Set down again exactly the lines of the listing below that fall between the line holding "Question. For every instance of the riverbank" and the line holding "Question. For every instance of the green", inclusive.

### Given records
______
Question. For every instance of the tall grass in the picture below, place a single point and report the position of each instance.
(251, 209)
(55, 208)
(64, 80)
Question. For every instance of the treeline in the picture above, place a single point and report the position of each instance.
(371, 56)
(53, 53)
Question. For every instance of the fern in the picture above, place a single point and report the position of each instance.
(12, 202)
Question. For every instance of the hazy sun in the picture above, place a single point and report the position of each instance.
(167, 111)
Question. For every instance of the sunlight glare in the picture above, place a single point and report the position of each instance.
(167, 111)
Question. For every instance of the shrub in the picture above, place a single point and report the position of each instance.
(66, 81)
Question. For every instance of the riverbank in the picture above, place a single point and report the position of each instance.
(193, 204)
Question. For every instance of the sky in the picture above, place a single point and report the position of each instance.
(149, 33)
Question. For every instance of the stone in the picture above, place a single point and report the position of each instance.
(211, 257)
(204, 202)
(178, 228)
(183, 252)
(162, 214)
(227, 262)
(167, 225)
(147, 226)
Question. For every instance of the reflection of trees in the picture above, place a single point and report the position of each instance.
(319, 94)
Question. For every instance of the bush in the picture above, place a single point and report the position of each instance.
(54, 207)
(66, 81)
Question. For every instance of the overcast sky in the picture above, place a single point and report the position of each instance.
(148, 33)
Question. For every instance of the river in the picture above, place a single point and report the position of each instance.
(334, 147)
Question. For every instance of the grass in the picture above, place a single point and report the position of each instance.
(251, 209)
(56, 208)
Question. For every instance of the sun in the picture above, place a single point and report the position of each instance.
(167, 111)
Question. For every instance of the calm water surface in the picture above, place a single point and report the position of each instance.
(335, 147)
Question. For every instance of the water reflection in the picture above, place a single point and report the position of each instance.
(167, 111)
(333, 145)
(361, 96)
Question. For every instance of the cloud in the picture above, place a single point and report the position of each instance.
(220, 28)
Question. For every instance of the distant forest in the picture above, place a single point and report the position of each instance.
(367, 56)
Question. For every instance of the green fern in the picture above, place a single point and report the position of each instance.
______
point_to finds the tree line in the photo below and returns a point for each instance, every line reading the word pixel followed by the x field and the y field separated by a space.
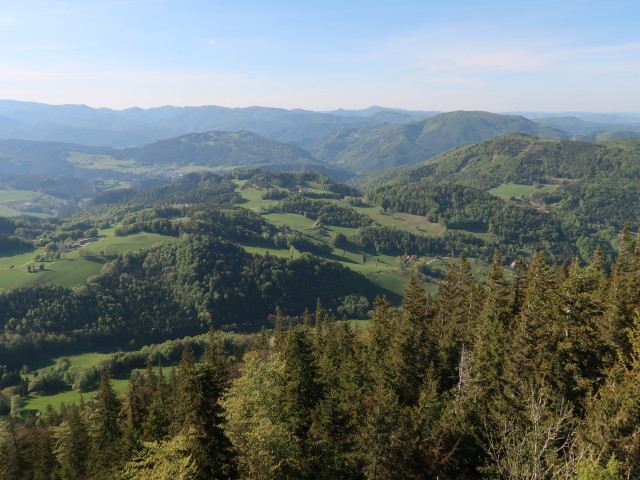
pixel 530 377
______
### Exercise output
Question. For every instance of the riverbank in the picture above, place a single point and report the position of each instance.
(193, 204)
Question. For every instance of the sky in the picture above, place a single point and report the position of each instance.
(149, 33)
Question. For every instance of the stone in the picture above, place a single point and report the position of each instance.
(211, 257)
(204, 202)
(178, 228)
(183, 252)
(162, 214)
(227, 262)
(167, 225)
(147, 226)
Question. For every instance of the reflection of trees in the picture above, place a single point and report the position of each instance.
(319, 94)
Question. For every instance of the bush in the picture above, place a single point and report the position of each instance.
(54, 207)
(66, 81)
Question. For every instance of the overcast sky in the picture above, place a single point and report the position of each instance.
(148, 33)
Question. For every instance of the river in the picture above, place a single point and report the position of each instance.
(334, 147)
Question. For every instance of the grass in the picture above, place a single point and report the position of each instance.
(251, 209)
(56, 208)
Question. For every instance of the sun in the picture above, place a single point and report the position of each instance.
(167, 111)
Question. For every instance of the calm water surface in the picture above, place a single point and report the position of each instance.
(335, 147)
Question. For every instance of the water reflection in the picture above, place a single point and report the position of each instance.
(167, 111)
(333, 145)
(361, 96)
Question. For every instance of the cloud in the picture above, place a single point and report the position of each instance.
(220, 28)
Question. For every instance of the distant forest in the picture above, place a single point and report the position of each instance.
(367, 56)
Question. For every instance of the green fern in the picture above, place a single point and report the position of each instance.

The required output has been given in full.